Exploring is an interactive, worksite-based career education program of Learning for Life, an affiliate of the Boy Scouts of America. Participants in the program are called Explorers. The program serves youth in 6th-8th grades (Exploring clubs), and young men and women who are 14 through 20 years old (Exploring posts). Exploring units (clubs or posts), are sponsored by local businesses, government agencies, and nonprofit organizations, and usually focus on a single career field, but can also introduce youth to a variety of career fields within a single unit.

Prior to 1998, the Exploring program was the main BSA program for older youth and participants were called Explorer Scouts. The program included both career focused posts, and posts with an emphasis on outdoor activities. The outdoor posts became the BSA's Venturing program.

History
The Exploring program has a long history within the BSA. The program got its start in the 1930s as the "Senior Scout" program for boys 15 and older. The Senior Scout program included the Sea Scouts, Air Scouts, Explorer Scouts, Rover Scouts and a few others. Explorer Scouts focused on advanced camping and worked on advancement leading to the Ranger Award. Sea Scouts and Air Scouts were nautical and aviation focused programs, respectively.

In 1949, the Senior Scout program became the Explorer Program. Sea Scouts became Sea Explorers, Air Scouts became Air Explorers, and Explorer Scouts became just Explorers. The Explorer program became less of an advanced outdoor program, and more a broader program for older youth. They got a new advancement program leading to the Silver Award. Also, the minimum age was lowered to 14.

------------------------------

Instruction 1:
For each statement below, say whether it agrees with the passage on the Exploring program, answering yes or no and quoting the words of the passage that decide it. (a) The Senior Scout program was intended for boys 15 and older. (b) Air Scouts became Venturing. (c) In 1949, the minimum age was lowered to 14.
Instruction 2:
According to the passage on the Exploring program, what determines whether an Exploring unit is a club or a post? Answer in one to three sentences.

Information supplied:
------------------------------

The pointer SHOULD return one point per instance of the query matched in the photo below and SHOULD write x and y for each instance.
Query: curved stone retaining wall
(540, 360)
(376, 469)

------------------------------

Result 1:
(a) Yes: "for boys 15 and older."
(b) No: "Air Scouts became Air Explorers."
(c) Yes: "Also, the minimum age was lowered to 14."

Result 2:
The grade or age of the youth determines the type of unit. Exploring clubs serve youth in 6th–8th grades, while Exploring posts serve young men and women who are 14 through 20 years old.